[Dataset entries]
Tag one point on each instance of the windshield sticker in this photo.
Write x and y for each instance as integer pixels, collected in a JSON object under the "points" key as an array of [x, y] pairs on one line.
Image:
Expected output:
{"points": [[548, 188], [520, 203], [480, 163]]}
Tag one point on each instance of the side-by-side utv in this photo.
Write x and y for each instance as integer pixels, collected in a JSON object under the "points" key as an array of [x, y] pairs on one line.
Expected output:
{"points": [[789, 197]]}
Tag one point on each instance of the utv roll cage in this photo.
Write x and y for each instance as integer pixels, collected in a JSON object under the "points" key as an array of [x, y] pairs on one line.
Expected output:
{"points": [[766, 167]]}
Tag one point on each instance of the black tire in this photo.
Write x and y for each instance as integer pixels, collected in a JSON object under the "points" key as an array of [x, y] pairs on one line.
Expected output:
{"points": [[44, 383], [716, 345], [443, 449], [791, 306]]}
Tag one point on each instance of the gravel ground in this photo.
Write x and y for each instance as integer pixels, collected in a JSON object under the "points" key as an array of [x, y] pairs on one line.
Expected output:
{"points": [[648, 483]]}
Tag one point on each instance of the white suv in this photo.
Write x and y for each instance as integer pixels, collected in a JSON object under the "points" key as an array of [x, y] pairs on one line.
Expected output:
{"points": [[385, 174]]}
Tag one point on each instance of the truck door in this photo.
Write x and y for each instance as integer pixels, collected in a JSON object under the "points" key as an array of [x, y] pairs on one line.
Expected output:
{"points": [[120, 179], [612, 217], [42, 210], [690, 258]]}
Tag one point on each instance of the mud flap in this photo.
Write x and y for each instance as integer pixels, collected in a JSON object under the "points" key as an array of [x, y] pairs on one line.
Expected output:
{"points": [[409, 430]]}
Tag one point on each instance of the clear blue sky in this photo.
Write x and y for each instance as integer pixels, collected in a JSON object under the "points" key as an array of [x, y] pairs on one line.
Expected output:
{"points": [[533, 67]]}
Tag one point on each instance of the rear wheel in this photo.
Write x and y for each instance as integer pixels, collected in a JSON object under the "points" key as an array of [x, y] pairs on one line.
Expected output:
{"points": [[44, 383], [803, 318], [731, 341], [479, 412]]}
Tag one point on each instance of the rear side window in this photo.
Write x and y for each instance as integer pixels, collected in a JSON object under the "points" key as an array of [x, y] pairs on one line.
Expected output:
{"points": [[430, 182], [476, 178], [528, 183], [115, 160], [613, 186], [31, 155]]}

# Prompt
All the records are to be transcribed exactly, with no line missing.

# Written reply
Tag one point on each instance of the windshield sticker in this photo.
Write x and y for each instance as integer pixels, collected in a JSON object under the "points" key as an array of [x, y] pairs on one line.
Image:
Expected output:
{"points": [[548, 188], [520, 203], [480, 163]]}
Tag one point on each instance of the side-by-side utv in this photo.
Write x and y for each instance as integer pixels, collected in a JSON object under the "points" key as an array of [x, y] pairs on one line.
Expected output:
{"points": [[789, 197]]}
Tag one point on each instance of the utv roll cage in this photo.
Write x and y for each instance as integer pixels, collected in a JSON object under the "points" key as an array of [x, y] pairs on one line.
Expected output:
{"points": [[766, 167]]}
Tag one point on each instance of the black tire in this photo.
Write x and y for each instance as integer pixels, collected in a JSON object under the "points" key as an array of [x, y] pairs on one line.
Expected output:
{"points": [[44, 383], [716, 345], [443, 449], [791, 306]]}
Tag one point on each instance of the gravel ground in this photo.
Write x and y for each instance as integer pixels, collected in a JSON object under the "points" key as an array of [x, y] pairs on one line.
Expected output:
{"points": [[648, 483]]}
Tag one point on each instance of the white suv in this photo.
Write x and y for each instance as integer pixels, collected in a JSON object under the "points" key as an array of [x, y] pairs on one line.
Expected output:
{"points": [[385, 174]]}
Tag one point on each instance of the truck door in this photo.
Write x and y for each instance as integer pixels, collected in a JSON object under the "points" key as an array of [x, y] pairs on one line.
Expected output:
{"points": [[120, 179], [612, 217], [42, 210], [690, 258]]}
Tag one point on each instance of the mud flap in this photo.
Write x and y for each instance as integer pixels, collected in a JSON object under the "points" key as an array of [x, y] pairs on one line.
Expected output:
{"points": [[409, 430]]}
Tag one point on each instance of the clear blue sky in this photo.
Write x and y for each instance as integer pixels, collected in a JSON object under the "points" key as an array of [x, y] pairs on one line.
Expected output:
{"points": [[533, 67]]}
Tag one point on each instance of the rear wheel in this photo.
Write x and y for each instance as integer pixels, collected in a JSON object under the "points" key as an array of [x, y] pairs on one line.
Expected output:
{"points": [[44, 383], [803, 318], [731, 341], [479, 412]]}
Tag one point on each instance of the rear side window in this photo.
Write x and y for each instance as integer pixels, collected in a JSON object under the "points" key as an array of [x, y] pairs on one line.
Expected output:
{"points": [[430, 182], [476, 178], [528, 183], [115, 160], [613, 186], [31, 155]]}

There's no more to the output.